**Problem statement**
Nothing but the text should be carried over: reproduce all the data exactly and leave out every image.

Segment Open

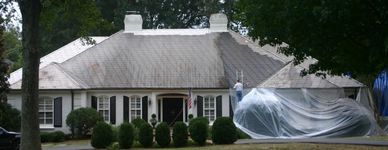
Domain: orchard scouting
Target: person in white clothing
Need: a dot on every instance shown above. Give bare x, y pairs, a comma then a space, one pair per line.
239, 88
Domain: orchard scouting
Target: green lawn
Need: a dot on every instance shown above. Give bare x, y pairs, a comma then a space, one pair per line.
287, 146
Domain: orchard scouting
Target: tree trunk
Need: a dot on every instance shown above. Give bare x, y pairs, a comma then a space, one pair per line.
30, 10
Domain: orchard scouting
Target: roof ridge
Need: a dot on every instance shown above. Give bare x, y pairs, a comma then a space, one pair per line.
93, 46
252, 43
76, 80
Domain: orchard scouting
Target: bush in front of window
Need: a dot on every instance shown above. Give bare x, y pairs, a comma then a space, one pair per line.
162, 134
138, 122
179, 134
82, 120
224, 131
126, 135
146, 136
102, 135
9, 117
198, 129
57, 136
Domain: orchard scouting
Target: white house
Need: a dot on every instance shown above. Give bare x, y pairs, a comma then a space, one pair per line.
137, 72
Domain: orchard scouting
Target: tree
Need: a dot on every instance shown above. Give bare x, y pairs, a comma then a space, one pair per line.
63, 21
347, 36
4, 85
13, 48
30, 10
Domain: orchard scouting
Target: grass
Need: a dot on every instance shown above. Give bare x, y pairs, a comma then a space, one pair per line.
209, 146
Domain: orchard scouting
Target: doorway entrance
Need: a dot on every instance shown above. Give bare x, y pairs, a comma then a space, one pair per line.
172, 110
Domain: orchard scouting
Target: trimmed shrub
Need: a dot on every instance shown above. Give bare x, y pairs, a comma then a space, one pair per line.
179, 134
201, 119
126, 135
57, 136
102, 135
9, 117
82, 120
115, 133
224, 131
45, 137
162, 135
198, 129
242, 135
146, 136
138, 122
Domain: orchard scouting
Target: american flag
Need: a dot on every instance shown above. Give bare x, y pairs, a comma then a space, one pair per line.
189, 99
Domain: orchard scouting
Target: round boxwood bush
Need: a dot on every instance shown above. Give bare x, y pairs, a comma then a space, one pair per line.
45, 137
198, 129
138, 122
102, 135
162, 135
126, 135
179, 134
224, 131
58, 136
82, 120
146, 136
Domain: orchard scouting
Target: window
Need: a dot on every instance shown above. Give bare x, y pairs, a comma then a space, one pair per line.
103, 107
46, 111
135, 107
209, 108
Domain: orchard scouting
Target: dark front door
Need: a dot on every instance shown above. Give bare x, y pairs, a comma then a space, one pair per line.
172, 110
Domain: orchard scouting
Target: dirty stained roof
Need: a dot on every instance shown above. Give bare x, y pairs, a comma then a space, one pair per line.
176, 58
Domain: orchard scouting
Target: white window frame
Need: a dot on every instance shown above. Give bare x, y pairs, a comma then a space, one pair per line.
133, 102
103, 105
46, 101
207, 107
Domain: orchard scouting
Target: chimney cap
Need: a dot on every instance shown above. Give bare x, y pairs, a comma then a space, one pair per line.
218, 22
132, 23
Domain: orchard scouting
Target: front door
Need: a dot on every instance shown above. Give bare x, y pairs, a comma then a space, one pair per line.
172, 110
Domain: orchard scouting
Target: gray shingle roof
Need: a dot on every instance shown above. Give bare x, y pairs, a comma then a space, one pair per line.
210, 60
179, 58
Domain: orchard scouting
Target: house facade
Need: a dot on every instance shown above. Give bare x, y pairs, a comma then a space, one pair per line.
171, 73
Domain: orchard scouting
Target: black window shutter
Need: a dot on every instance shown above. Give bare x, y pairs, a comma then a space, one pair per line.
187, 109
113, 110
199, 106
58, 112
126, 109
145, 108
219, 106
94, 102
230, 107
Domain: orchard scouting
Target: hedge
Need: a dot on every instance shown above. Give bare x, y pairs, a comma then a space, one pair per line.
180, 134
162, 135
224, 131
102, 135
126, 135
146, 136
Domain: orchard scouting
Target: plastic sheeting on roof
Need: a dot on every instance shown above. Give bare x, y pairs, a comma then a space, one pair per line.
302, 113
380, 91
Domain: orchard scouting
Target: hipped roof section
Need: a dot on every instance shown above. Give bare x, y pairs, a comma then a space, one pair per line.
174, 58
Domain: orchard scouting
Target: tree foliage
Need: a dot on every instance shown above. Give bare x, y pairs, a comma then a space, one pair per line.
63, 21
345, 36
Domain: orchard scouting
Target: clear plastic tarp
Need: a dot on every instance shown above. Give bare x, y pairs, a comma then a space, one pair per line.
302, 113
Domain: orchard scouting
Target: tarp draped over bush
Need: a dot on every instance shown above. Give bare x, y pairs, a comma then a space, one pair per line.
302, 113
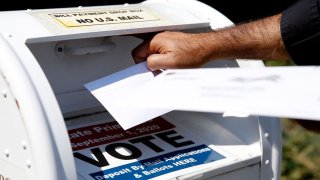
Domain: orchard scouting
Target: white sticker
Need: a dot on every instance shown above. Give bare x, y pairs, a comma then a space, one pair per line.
102, 17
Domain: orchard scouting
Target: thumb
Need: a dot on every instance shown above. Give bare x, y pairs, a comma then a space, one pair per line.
141, 52
159, 61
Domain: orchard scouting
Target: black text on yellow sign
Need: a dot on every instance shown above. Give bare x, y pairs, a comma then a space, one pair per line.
92, 18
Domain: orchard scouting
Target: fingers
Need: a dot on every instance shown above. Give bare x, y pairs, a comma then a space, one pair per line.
141, 52
160, 61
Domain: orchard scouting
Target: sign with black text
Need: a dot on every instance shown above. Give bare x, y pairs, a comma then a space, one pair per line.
156, 149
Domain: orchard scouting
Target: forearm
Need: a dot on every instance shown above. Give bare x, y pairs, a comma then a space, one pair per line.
254, 40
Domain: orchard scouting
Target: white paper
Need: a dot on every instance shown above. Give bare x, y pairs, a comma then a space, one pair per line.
115, 87
292, 92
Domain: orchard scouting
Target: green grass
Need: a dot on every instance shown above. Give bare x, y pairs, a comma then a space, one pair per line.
300, 147
300, 153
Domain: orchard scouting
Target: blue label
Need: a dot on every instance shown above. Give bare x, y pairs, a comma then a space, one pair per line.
160, 165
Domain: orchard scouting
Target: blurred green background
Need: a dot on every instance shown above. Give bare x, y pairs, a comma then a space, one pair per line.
300, 152
300, 147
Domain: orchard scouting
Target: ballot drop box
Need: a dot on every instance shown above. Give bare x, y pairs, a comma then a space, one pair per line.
52, 128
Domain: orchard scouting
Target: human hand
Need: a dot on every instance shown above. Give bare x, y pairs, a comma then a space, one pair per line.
171, 50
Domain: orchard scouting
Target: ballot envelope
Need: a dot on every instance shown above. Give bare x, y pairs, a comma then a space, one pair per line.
53, 128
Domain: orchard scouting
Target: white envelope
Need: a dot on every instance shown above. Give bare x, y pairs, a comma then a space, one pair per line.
113, 88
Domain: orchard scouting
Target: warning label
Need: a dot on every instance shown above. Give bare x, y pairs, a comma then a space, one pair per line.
102, 17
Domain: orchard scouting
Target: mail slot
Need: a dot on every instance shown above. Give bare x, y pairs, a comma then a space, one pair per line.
53, 128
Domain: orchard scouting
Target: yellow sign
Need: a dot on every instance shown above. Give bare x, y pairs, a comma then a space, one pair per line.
102, 17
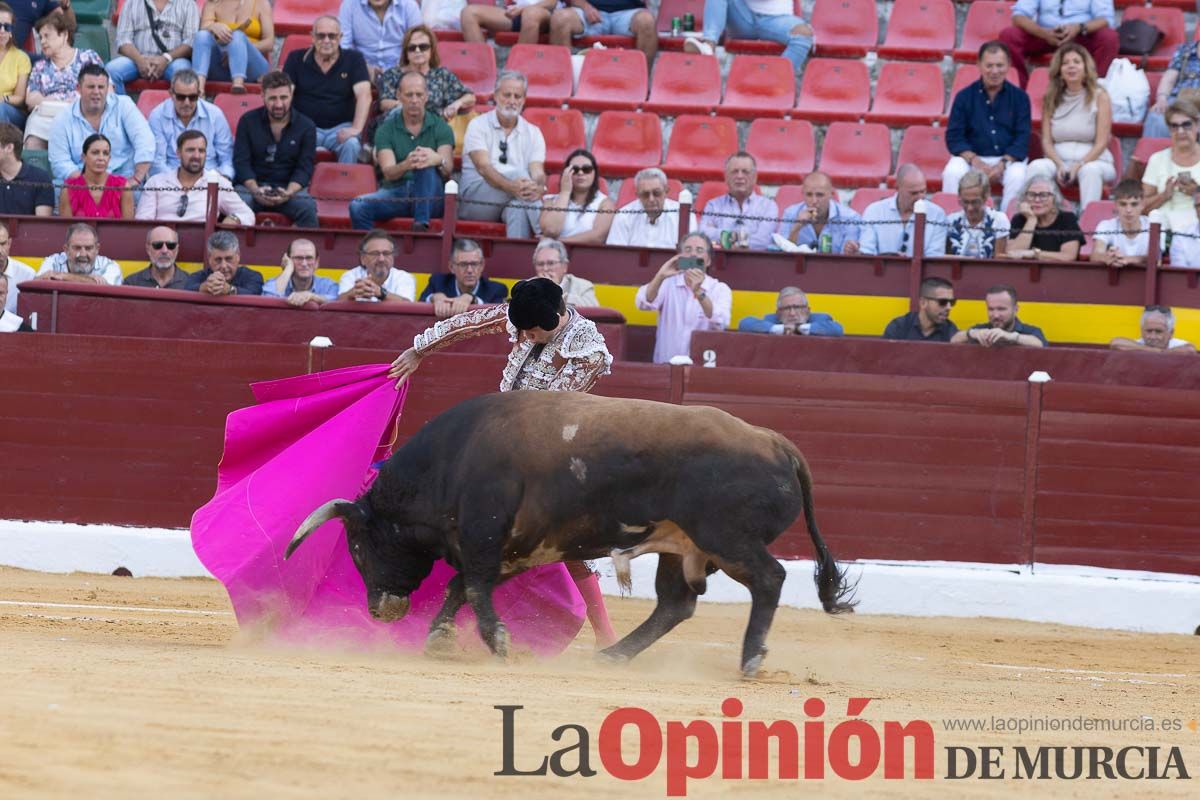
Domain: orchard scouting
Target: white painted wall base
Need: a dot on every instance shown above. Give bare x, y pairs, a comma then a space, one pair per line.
1071, 595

Segment Closed

**Answer box**
Domain: orchard scouting
Target: person in white clothing
Need: a dot on every instance shown above. Give bare x, y pairs, a comma then a space, one pair per line.
239, 88
Domain: orchard scouting
Target: green lawn
Need: a dot on every instance shown above. Give bare x, y pairs, a comma then a space, one pair per line.
287, 146
Domain: orchard scouting
Target: tree trunk
Need: a dot on every instance shown above. Give bare x, y pairs, a comma then a space, one pair per line.
30, 10
Domain: orchard scouting
Target: roof ridge
Need: a dot on every instance shown above. Give bare x, y pairs, a comma then a space, one pair per line.
93, 46
252, 43
76, 80
Domain: orchard scouting
Target: bush in front of window
Need: a dot on every instance shown above. Give bare x, y pairs, a comma then a space, one pair per line.
162, 134
138, 122
179, 134
82, 120
224, 131
126, 135
146, 136
102, 135
9, 117
198, 129
57, 136
Domain: orchard scouting
Target: white house
Need: a dot on every instance shown above. Give bare x, y pairs, a comma then a space, one pair per line.
137, 72
Domain: orchard scouting
Target: tree
Need: a dot on every instance shown above. Give bare x, y pairs, a comma then a space, one pair per line.
63, 21
347, 36
4, 85
13, 48
30, 10
Domain: orchard scouting
Target: grass
Need: a dot on every instance shown above. Give bare x, y pairs, a comma then a space, one pair per line.
209, 146
Domain: orchard scouting
Target: doorway entrance
Need: a dot on every instance shown above. Give bare x, y pairs, a comma then a space, one pair per line.
172, 110
Domain: orchard scouting
Target: trimmed shrub
Need: a dot on every instance shown above. Give bare x, y pairs, a comma then a space, one pair per line.
179, 134
201, 119
126, 135
57, 136
102, 135
9, 117
82, 120
115, 133
224, 131
45, 137
162, 135
198, 129
242, 135
146, 136
138, 122
Domain: orchard scouting
Target: american flag
Need: a dot on every instance shown above. Give bare x, y pairs, a comma then a space, one pair per line.
189, 99
Domain: orchard scouting
Target: round boxwood bush
Need: a dot on every instance shown above. Give bare x, y pairs, a comma then a space, one pair per line.
45, 137
198, 129
138, 122
102, 135
162, 135
126, 135
179, 134
224, 131
58, 136
82, 120
146, 136
Domain: orchard scouting
Target: window
Need: a dot on every instance shown above. Give bare x, y pairs, a comma then a space, one pair per line.
103, 107
46, 111
135, 107
209, 108
Domain: orchard scouting
Target: dark front door
Need: a dot on every instance shown above. Give bare x, y pairs, a comma then a space, one pair per line.
172, 110
Domain: orchard scouting
Target: dirty stained roof
Need: a dot on every instance shown above. Give bare x, y pairs, a comma then a space, one pair per line.
176, 58
Domain: orchard scouting
Target: white window frame
Need: a dot on every instance shown above. Give bare x, y pairs, a comma then a space, one pair per line.
133, 102
103, 105
46, 101
207, 107
Domain: orchard scouting
Target: chimney cap
Need: a dot on every instance shown above. Give bare x, y pairs, a comma then a space, one pair per line.
218, 22
132, 23
Domain: orchard scouting
Target: front door
Need: a dot on every instance shown above. Give bare x, y pairs, a comma then a space, one pair per line.
172, 110
Domain: orchard scouting
Target: gray shingle roof
Need: a dot on every instance shown above. Give bare x, y pairs, a comma then a space, one pair per line.
210, 60
179, 58
Domain: orchard scouting
Target: house facade
Need: a dot on every instance shown above. Give bare x, y pairs, a comma then a space, one pair per line.
171, 73
Domain: orchard scouting
Target: black window shutter
Need: a dot on every instance shown above. Give bare x, y pairs, a comma then a space, one pair per line.
187, 109
113, 110
199, 106
58, 112
126, 109
145, 108
219, 106
94, 102
230, 107
Domain: orchard scouting
Target: hedge
Need: a dot on every instance shown above. Give bare x, y pairs, a comma then a space, one pair per line.
180, 134
162, 135
224, 131
102, 135
126, 135
146, 136
Domain: orchard scouting
Target: plastic sheeting on roof
Need: a dot on every instance shown above. Give bare x, y pairs, a comma then a space, one pair per line.
302, 113
380, 91
Domain: orchard scouting
Target: hipped roof section
Need: a dot on every instance shown above. Give bare x, y pairs, a comma then a space, one pair per line.
174, 58
Domain: orchard scouting
Target: tree foliage
Need: a dot on every instance shown above. Give bare x, y pairs, a comma then a space, one pair per line.
63, 21
345, 36
Domain: orchard scouting
Target: clear plastic tarp
Need: a dot on every instance shown above. Give bare x, y pairs, a comma then a space, one pair per line.
302, 113
Domain: orchard scouting
Target: tarp draped over bush
Need: a dot on every instance shown above. Give bare x, y pairs, a comma then a space, one pair per line.
302, 113
Domain: orchard scouting
Target: white sticker
Need: a dot on every instance shown above. Give bare x, y pairs, a comma then a space, one pair per line.
102, 17
Domain: orchard scouting
Target: thumb
Need: a dot on every instance shown above. Give bare x, y pairs, a comma then a space, one pair per line.
141, 52
159, 61
Domain: orchard scouting
Target: black text on yellow sign
Need: a dot on every instance shown above. Give bare x, y pairs, a comma then a space, one pair per line.
92, 18
Domain: orchard scouting
Target: fingers
Need: a dot on every instance shown above. Give bare x, y pairs, a comma then a space, one pair per line.
141, 52
160, 61
Domain: orchard scouting
Target: sign with black text
Need: a dot on every instance shown above. Give bare x, y pairs, a comma then a space, one pair per line.
156, 149
Domain: orchard scouting
Target: forearm
Need: a dot on every instance shown above. Give bare x, y pairs, a comma then a space, one pair per line.
254, 40
Domain: orchard scouting
Target: white paper
Need: a dot on every instance shown above. Give bare x, y pairs, a comma then a space, one pair per line.
115, 87
292, 92
Domain: orchard scouting
Target: green grass
Need: a dot on every instance shown above. Give bare x, y pairs, a comma then a space, one pair per line.
300, 147
300, 153
Domain: orchard scouting
Target: blue label
Need: a dot on every instance shown above. Give bare x, y pairs, a comma then a space, one pair per line.
160, 165
Domain: orchard scouting
Target: blurred green background
Need: a dot on every instance shown above. Give bare x, y pairs, a comma then a space, one pair per line.
300, 152
300, 147
Domain: orchard scouting
Target: ballot drop box
Need: a dot on every instance shown above. Give bare x, y pairs, a comma then a space, one pair per line.
52, 128
Domain: orchard scouting
Target: human hand
Need: a dot on every instance shown above. Give bare x, y pairs, a comma then a space, one pair per line.
171, 50
Domain: orchard scouting
Target: ballot envelope
Need: a dot on every instance shown above. Give bare x, y pairs, a comma then a space, one pair per line.
53, 128
Domain: orchard scouting
Target: white envelope
Need: a dot on every instance shown above. Give bare x, y pairs, a comma then a space, one pair per line.
113, 88
Domain: orchard scouting
Target: warning label
Need: a dot on every instance shown above. Give bare x, y pairs, a comma then a space, one pair per line.
102, 17
Domain: orchard scouting
Target: mail slot
Need: a dot on every instance shown above. Give bare x, y pairs, a comma then a space, one pair per line.
53, 128
Domain: orchard scouting
Target: yellow sign
Need: a dot on every instance shown above. Give bare x, y pairs, a comma then a space, one pair per line.
102, 17
Domain: orchard scouting
Target: white painted wall base
Need: a dot on every instance shown above. Give bare x, y pairs, a comma then a space, one pair per line.
1071, 595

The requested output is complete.